SHORT EXERCISE 1 ::
Count the lines in the rows below that contain the string "sunglasses" and give only that number.

PAGE EXTRACT ::
+ + + + + + +

- Super Famicom cover art
- Developer: Multimedia Intelligence Transfer [ja]
- Publisher: Imagineer
- Platform: Super Famicom;
- Release: Super Famicom JP: 22 December 1995;
- Genre: Visual novel
- Mode: Single player

= Anubis of the Moon's Surface =

 is a 1995 visual novel. The game has a science fiction setting of a lunar base on the moon. Depending on the players actions in the game, the protagonist Keisuke changes his personality to move forward with the story.

The game was at at least 35% completion by late October 1995 and was published along with a similar game from Imagineer, Zakuro no Aji. Famicom Tsūshin found the game did not give enough options for the players to move the story in different directions and compared it with Zakuro no Aji. The Japanese book Perfect Guide to Nostalgic Super Famicom (2016) included it on their list of the best horror games for the Super Famicom, finding it to be a lesser known but good horror sound novel.

==Gameplay==
Anubis of the Moon's Surface is a sound novel. Mark Kretzschmar and Sara Raffel, authors of The History and Allure of Interactive Visual Novels (2023), described the term used to primarily define Japanese games that rely on graphics and sounds instead of puzzles to tell a story and was more generally interchangeable with visual novels.

The game is progressed by pressing the buttons on the controller. In the game, the story changes on the action-oriented choices, but also on your choice of the emotional response to certain situations. For example, if the player chooses an aggressive choice, the next choices will follow suit and be more aggressive and assertive.

==Plot==
Anubis of the Moon's Surface has a science fiction setting of a lunar base on the moon. The game is set in the future, where the protagonist Keisuke is a researcher along with his female companion travels to the base via a space ship. Aboard the craft, he is involved in an accident which makes him wake up with no memory.

The game has over 20 different endings.

==Development and release==
Famicom Tsūshin said that by October 27, 1995 two titles, Anubis of the Moon's Surface and Zakuro no Aji from the Japanese publisher Imagineer were at about 35% completion. Planning and development of the game was handled by
Multimedia Intelligence Transfer.

+ + + + + + +

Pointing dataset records
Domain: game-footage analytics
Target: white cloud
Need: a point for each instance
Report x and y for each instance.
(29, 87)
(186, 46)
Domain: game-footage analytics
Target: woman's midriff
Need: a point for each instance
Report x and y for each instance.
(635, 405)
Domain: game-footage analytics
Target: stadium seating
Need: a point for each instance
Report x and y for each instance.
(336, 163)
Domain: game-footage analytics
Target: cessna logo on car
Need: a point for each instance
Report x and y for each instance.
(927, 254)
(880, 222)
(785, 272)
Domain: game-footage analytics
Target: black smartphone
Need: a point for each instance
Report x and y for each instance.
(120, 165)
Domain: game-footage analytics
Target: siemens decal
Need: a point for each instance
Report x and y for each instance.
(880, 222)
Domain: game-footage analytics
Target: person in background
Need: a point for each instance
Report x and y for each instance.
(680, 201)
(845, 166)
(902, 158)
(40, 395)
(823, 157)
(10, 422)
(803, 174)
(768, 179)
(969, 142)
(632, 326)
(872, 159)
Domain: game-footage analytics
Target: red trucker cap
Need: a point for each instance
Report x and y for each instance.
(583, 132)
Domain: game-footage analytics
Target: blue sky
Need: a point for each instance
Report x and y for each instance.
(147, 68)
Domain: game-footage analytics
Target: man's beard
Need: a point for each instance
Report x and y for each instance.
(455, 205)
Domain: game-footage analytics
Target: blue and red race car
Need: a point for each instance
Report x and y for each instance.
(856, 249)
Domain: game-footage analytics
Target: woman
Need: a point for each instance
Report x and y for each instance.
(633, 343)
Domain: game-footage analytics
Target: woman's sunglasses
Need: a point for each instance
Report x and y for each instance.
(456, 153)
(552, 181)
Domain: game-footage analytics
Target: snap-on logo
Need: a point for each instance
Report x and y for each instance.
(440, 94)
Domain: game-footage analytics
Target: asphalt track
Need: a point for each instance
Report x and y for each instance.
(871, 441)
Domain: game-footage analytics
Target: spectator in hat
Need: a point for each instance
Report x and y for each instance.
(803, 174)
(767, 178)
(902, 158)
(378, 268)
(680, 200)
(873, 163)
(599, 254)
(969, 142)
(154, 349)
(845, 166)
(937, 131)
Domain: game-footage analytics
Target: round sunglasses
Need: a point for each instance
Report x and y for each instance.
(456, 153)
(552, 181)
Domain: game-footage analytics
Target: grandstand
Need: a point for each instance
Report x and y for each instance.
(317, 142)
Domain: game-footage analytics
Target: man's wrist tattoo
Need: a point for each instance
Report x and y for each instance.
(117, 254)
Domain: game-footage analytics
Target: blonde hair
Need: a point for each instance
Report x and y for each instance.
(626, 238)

+ + + + + + +

SHORT EXERCISE 2 ::
Answer these about the article on Anubis of the Moon's Surface above:
(a) Which company published the game?
(b) How many endings does the game have?
(c) What happens to the protagonist after the accident aboard the space ship?

RESULT 1 ::
2

RESULT 2 ::
(a) Imagineer
(b) Over 20
(c) He wakes up with no memory.